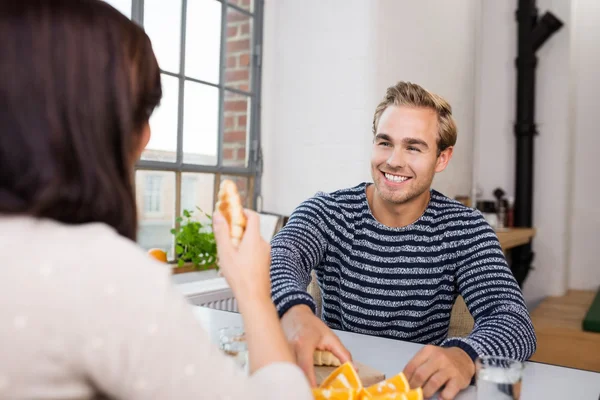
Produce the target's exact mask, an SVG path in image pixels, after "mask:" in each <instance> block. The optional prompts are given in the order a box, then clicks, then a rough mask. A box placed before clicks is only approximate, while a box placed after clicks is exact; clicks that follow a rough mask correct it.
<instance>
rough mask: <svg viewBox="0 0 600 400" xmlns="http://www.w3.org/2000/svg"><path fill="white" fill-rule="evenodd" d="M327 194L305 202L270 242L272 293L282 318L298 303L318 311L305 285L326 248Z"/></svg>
mask: <svg viewBox="0 0 600 400" xmlns="http://www.w3.org/2000/svg"><path fill="white" fill-rule="evenodd" d="M325 196H326V195H325V194H319V195H317V196H315V197H313V198H311V199H309V200H306V201H305V202H304V203H302V204H301V205H300V206H299V207H298V208H297V209H296V210H295V211H294V212H293V214H292V215H291V216H290V219H289V221H288V223H287V224H286V226H284V227H283V229H282V230H281V231H279V233H278V234H277V235H276V236H275V237H274V238H273V240H272V241H271V249H272V250H271V294H272V297H273V302H274V303H275V306H276V307H277V311H278V313H279V316H280V317H281V316H283V314H285V313H286V312H287V311H288V310H289V309H290V308H292V307H293V306H296V305H299V304H305V305H308V306H309V307H311V308H312V310H313V312H314V311H315V302H314V300H313V298H312V297H311V296H310V294H308V292H307V291H306V288H307V286H308V284H309V283H310V281H311V272H312V270H313V268H315V267H316V266H318V265H319V263H320V262H321V260H322V258H323V255H324V253H325V250H326V249H327V239H326V234H325V232H326V229H327V228H326V218H325V215H326V198H325Z"/></svg>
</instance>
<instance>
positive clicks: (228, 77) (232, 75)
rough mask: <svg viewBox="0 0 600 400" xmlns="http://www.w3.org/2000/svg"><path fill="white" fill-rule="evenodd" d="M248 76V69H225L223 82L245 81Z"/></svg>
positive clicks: (245, 80)
mask: <svg viewBox="0 0 600 400" xmlns="http://www.w3.org/2000/svg"><path fill="white" fill-rule="evenodd" d="M249 78H250V71H248V69H247V68H246V69H242V70H226V71H225V82H239V81H247V80H248V79H249Z"/></svg>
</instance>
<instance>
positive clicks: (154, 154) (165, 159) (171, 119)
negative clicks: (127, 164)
mask: <svg viewBox="0 0 600 400" xmlns="http://www.w3.org/2000/svg"><path fill="white" fill-rule="evenodd" d="M161 80H162V89H163V98H162V100H161V102H160V105H159V106H158V108H156V110H154V113H153V114H152V116H151V117H150V130H151V134H150V142H149V143H148V146H146V149H145V150H144V153H143V154H142V159H144V160H154V161H169V162H173V161H175V160H176V159H177V101H178V100H179V79H177V78H174V77H172V76H169V75H164V74H163V75H161Z"/></svg>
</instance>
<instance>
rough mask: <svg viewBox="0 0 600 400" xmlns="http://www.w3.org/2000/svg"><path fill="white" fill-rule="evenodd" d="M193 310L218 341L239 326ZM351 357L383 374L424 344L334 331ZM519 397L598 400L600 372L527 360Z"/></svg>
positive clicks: (598, 395)
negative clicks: (572, 367) (522, 389)
mask: <svg viewBox="0 0 600 400" xmlns="http://www.w3.org/2000/svg"><path fill="white" fill-rule="evenodd" d="M194 313H195V314H196V317H197V318H198V320H199V321H200V323H201V324H202V326H203V327H204V328H205V329H206V330H207V331H208V332H209V333H210V336H211V338H212V340H213V342H214V343H218V340H219V335H218V330H219V329H221V328H224V327H227V326H240V325H242V318H241V315H240V314H236V313H231V312H227V311H218V310H213V309H209V308H204V307H194ZM336 334H337V335H338V336H339V337H340V339H341V340H342V342H343V343H344V345H345V346H346V347H347V348H348V350H350V352H351V353H352V356H353V358H354V359H356V360H358V361H360V362H362V363H364V364H367V365H369V366H372V367H374V368H376V369H378V370H380V371H382V372H384V373H385V375H386V377H390V376H393V375H395V374H397V373H398V372H400V371H402V369H403V367H404V365H406V363H407V362H408V361H409V360H410V358H411V357H412V356H413V355H414V354H415V353H416V352H417V351H418V350H419V349H420V348H421V347H422V346H423V345H420V344H416V343H409V342H403V341H400V340H392V339H385V338H378V337H374V336H367V335H359V334H356V333H349V332H340V331H336ZM522 393H523V395H522V397H521V398H522V400H537V399H544V400H548V399H577V400H598V399H599V396H600V373H595V372H589V371H582V370H577V369H572V368H564V367H557V366H553V365H548V364H540V363H534V362H528V363H527V366H526V368H525V372H524V377H523V392H522ZM475 399H476V393H475V388H474V387H470V388H468V389H467V390H465V391H464V392H462V393H461V394H460V395H459V396H458V397H457V398H456V400H475Z"/></svg>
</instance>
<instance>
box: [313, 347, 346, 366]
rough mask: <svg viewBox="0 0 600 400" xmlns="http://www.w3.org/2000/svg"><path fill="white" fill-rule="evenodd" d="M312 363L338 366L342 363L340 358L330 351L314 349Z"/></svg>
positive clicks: (321, 365)
mask: <svg viewBox="0 0 600 400" xmlns="http://www.w3.org/2000/svg"><path fill="white" fill-rule="evenodd" d="M313 364H314V365H319V366H326V367H339V366H340V365H342V363H341V362H340V360H339V359H338V358H337V357H336V356H334V355H333V354H332V353H331V352H330V351H324V350H315V352H314V353H313Z"/></svg>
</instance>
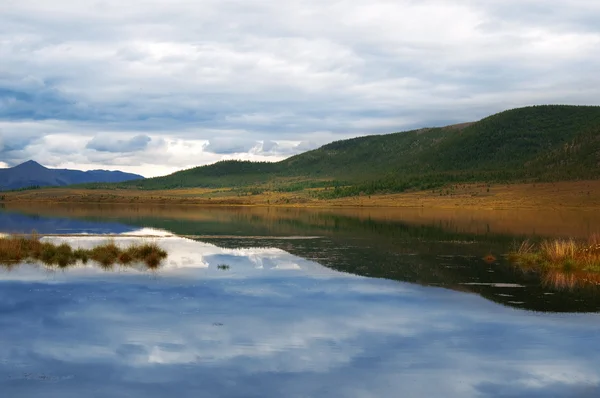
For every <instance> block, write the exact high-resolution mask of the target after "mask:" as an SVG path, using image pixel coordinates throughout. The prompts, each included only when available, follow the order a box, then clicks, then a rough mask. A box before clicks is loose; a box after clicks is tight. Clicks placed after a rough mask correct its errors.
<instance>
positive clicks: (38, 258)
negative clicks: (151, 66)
mask: <svg viewBox="0 0 600 398" xmlns="http://www.w3.org/2000/svg"><path fill="white" fill-rule="evenodd" d="M166 257H167V252H166V251H165V250H163V249H161V248H160V247H159V246H158V245H157V244H155V243H141V244H132V245H130V246H128V247H126V248H121V247H119V246H117V245H116V244H115V243H114V242H112V241H108V242H106V243H104V244H101V245H98V246H95V247H93V248H92V249H81V248H78V249H74V248H73V247H71V246H70V245H69V244H67V243H62V244H58V245H57V244H54V243H51V242H44V241H42V240H41V239H40V237H39V236H37V235H36V234H32V235H30V236H7V237H1V238H0V265H5V266H9V267H10V266H11V265H15V264H19V263H22V262H41V263H43V264H45V265H47V266H57V267H60V268H66V267H69V266H73V265H76V264H77V263H78V262H81V263H83V264H86V263H88V261H94V262H96V263H97V264H99V265H100V266H102V267H103V268H110V267H112V266H114V265H115V264H119V265H123V266H130V265H133V264H138V263H142V264H145V265H146V267H148V268H149V269H155V268H157V267H159V265H160V263H161V261H162V260H164V259H165V258H166Z"/></svg>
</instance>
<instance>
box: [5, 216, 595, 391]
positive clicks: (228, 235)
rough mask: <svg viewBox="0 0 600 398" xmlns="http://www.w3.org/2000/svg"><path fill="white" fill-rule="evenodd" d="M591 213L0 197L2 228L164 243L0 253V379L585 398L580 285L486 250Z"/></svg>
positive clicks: (88, 236)
mask: <svg viewBox="0 0 600 398" xmlns="http://www.w3.org/2000/svg"><path fill="white" fill-rule="evenodd" d="M599 218H600V216H599V215H598V214H595V213H590V212H583V211H534V210H527V211H525V210H520V211H499V210H480V211H473V210H466V209H447V210H431V209H423V208H419V209H365V208H361V209H298V208H256V207H237V208H218V207H213V208H199V207H193V206H188V207H184V206H181V207H174V206H128V205H86V206H81V205H78V206H75V205H46V206H39V207H31V206H25V205H23V206H14V205H13V206H12V207H3V208H0V233H30V232H31V231H33V230H35V231H37V232H38V233H40V234H41V235H44V236H45V237H44V238H43V239H44V240H49V241H52V242H56V243H58V242H68V243H70V244H72V245H73V246H77V247H82V248H89V247H92V246H93V245H95V244H98V243H102V242H105V241H106V240H107V239H113V240H114V241H115V243H117V244H118V245H120V246H126V245H128V244H131V243H134V242H140V241H152V242H157V243H158V244H159V245H160V246H161V247H162V248H164V249H166V250H167V252H168V258H167V259H166V260H165V261H164V262H163V264H162V265H161V266H160V267H159V269H157V270H154V271H149V270H147V269H144V268H143V267H119V266H114V267H111V268H102V267H99V266H97V265H94V264H93V263H88V264H85V265H84V264H78V265H77V266H75V267H70V268H67V269H60V270H59V269H56V268H50V267H46V266H44V265H42V264H36V263H32V264H12V265H10V266H4V267H3V266H0V396H3V397H4V396H6V397H11V398H12V397H37V396H40V397H41V396H43V397H60V398H67V397H82V396H85V397H106V396H110V397H165V396H173V397H199V396H200V397H203V396H206V397H438V396H440V397H442V396H443V397H598V396H600V352H599V350H598V346H600V333H598V330H599V328H600V316H599V315H598V312H599V311H600V295H598V294H597V293H598V292H597V291H596V289H594V288H589V289H575V290H569V289H558V288H556V287H554V286H551V285H548V284H545V283H543V282H542V281H541V280H540V278H539V277H538V276H536V275H534V274H531V273H525V272H523V271H521V270H518V269H515V268H514V267H512V266H511V265H510V264H508V263H507V261H506V260H505V259H504V257H503V255H504V254H506V253H507V252H508V251H510V250H511V248H513V247H514V246H515V245H516V244H519V243H520V242H521V241H523V240H524V239H533V240H536V239H542V238H545V237H577V238H583V237H587V236H589V235H590V234H593V233H599V232H600V220H599ZM489 255H491V257H490V258H489V259H487V261H486V260H484V257H486V256H489Z"/></svg>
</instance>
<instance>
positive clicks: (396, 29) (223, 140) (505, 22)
mask: <svg viewBox="0 0 600 398" xmlns="http://www.w3.org/2000/svg"><path fill="white" fill-rule="evenodd" d="M1 2H2V5H1V8H2V11H1V12H0V167H10V166H14V165H17V164H19V163H21V162H23V161H26V160H29V159H33V160H36V161H38V162H40V163H42V164H44V165H45V166H48V167H57V168H76V169H82V170H89V169H109V170H116V169H119V170H123V171H128V172H135V173H139V174H142V175H144V176H146V177H150V176H157V175H164V174H168V173H171V172H174V171H177V170H181V169H186V168H190V167H195V166H199V165H204V164H210V163H214V162H216V161H219V160H223V159H249V160H261V161H263V160H266V161H277V160H281V159H283V158H285V157H288V156H291V155H294V154H297V153H300V152H303V151H306V150H310V149H313V148H316V147H318V146H320V145H323V144H326V143H328V142H331V141H335V140H340V139H345V138H351V137H357V136H361V135H367V134H381V133H390V132H396V131H403V130H409V129H413V128H420V127H430V126H443V125H448V124H453V123H460V122H466V121H474V120H478V119H481V118H482V117H485V116H488V115H490V114H493V113H496V112H500V111H503V110H506V109H511V108H515V107H520V106H527V105H536V104H549V103H552V104H580V105H584V104H585V105H600V74H599V73H598V71H599V70H600V24H599V23H598V21H600V2H597V1H593V0H568V1H566V0H560V1H558V0H486V1H474V0H444V1H441V0H431V1H429V0H419V1H416V0H410V1H409V0H394V1H391V0H335V1H334V0H332V1H322V0H288V1H285V2H282V1H277V0H195V1H183V0H168V1H167V0H163V1H158V0H145V1H142V0H128V1H122V0H120V1H116V0H104V1H85V0H54V1H52V2H47V1H39V0H1Z"/></svg>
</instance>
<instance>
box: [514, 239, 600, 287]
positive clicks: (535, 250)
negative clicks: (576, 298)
mask: <svg viewBox="0 0 600 398" xmlns="http://www.w3.org/2000/svg"><path fill="white" fill-rule="evenodd" d="M508 258H509V260H510V261H511V262H512V263H513V264H515V265H517V266H519V267H520V268H521V269H523V270H524V271H531V272H536V273H539V274H540V276H541V279H542V282H543V283H544V284H547V285H550V286H553V287H556V288H563V289H564V288H567V289H573V288H576V287H584V286H592V285H600V235H593V236H592V237H591V238H590V239H589V240H588V241H586V242H584V241H577V240H574V239H556V240H545V241H542V242H540V243H537V244H536V243H532V242H529V241H525V242H523V243H522V244H521V245H520V246H519V247H518V248H516V249H515V250H513V251H512V252H511V253H509V255H508Z"/></svg>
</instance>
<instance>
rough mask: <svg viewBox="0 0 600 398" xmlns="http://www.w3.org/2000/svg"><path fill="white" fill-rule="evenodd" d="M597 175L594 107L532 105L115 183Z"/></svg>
mask: <svg viewBox="0 0 600 398" xmlns="http://www.w3.org/2000/svg"><path fill="white" fill-rule="evenodd" d="M598 177H600V107H592V106H562V105H547V106H535V107H527V108H520V109H514V110H509V111H505V112H502V113H499V114H496V115H493V116H490V117H487V118H485V119H483V120H481V121H479V122H476V123H472V124H465V125H461V126H450V127H445V128H425V129H420V130H414V131H407V132H401V133H394V134H387V135H373V136H366V137H360V138H354V139H350V140H343V141H337V142H333V143H331V144H328V145H325V146H323V147H321V148H319V149H316V150H313V151H309V152H306V153H302V154H300V155H296V156H293V157H291V158H288V159H286V160H283V161H281V162H278V163H253V162H242V161H223V162H218V163H215V164H213V165H209V166H202V167H196V168H193V169H190V170H185V171H181V172H178V173H174V174H172V175H169V176H165V177H158V178H151V179H146V180H140V181H131V182H126V183H121V184H119V185H118V186H119V187H121V188H139V189H165V188H181V187H243V186H245V187H248V186H255V187H262V188H264V189H280V190H286V189H287V190H292V189H301V188H307V187H332V188H333V189H331V190H329V191H328V192H329V195H338V196H339V195H350V194H354V193H358V192H364V193H372V192H380V191H395V192H397V191H402V190H404V189H408V188H416V189H428V188H433V187H437V186H440V185H443V184H447V183H457V182H476V181H479V182H510V181H514V182H520V181H555V180H573V179H591V178H598Z"/></svg>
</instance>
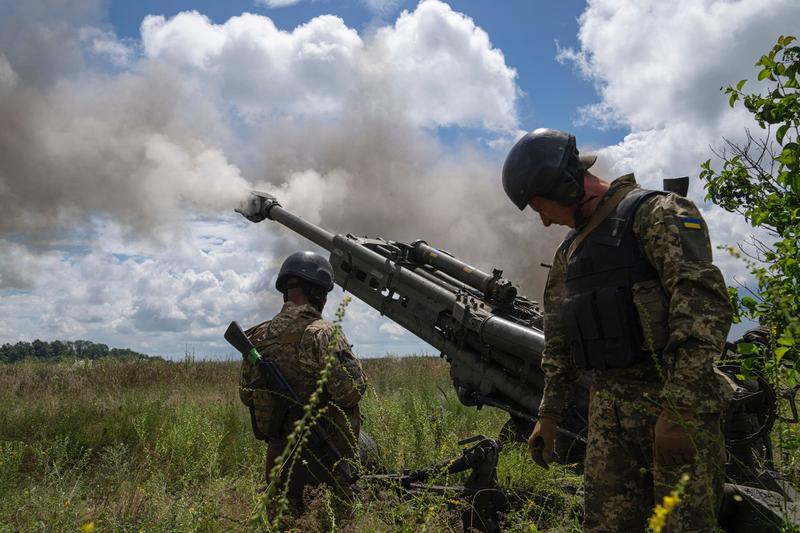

* **Task directions**:
Rewrite the records from their start up to and including the line with "194L305 202L270 242L272", changing "rough mask" to "coarse mask" and keeping everything else the same. Give only those lines and leave out the pictures.

* **Result below**:
Produce the target's exact mask, an SVG path in image pixels, after "mask:" in each <instance> block. The optional prompts are given in the order a box, then clicks, then a coarse mask. A box placed before clicks is only approximate, while a box placed after clicks is exact; clicks that follow a coarse mask correct it.
<instance>
coarse mask: <svg viewBox="0 0 600 400" xmlns="http://www.w3.org/2000/svg"><path fill="white" fill-rule="evenodd" d="M327 194L305 202L270 242L272 293L282 318L298 303L318 311L305 285L326 248Z"/></svg>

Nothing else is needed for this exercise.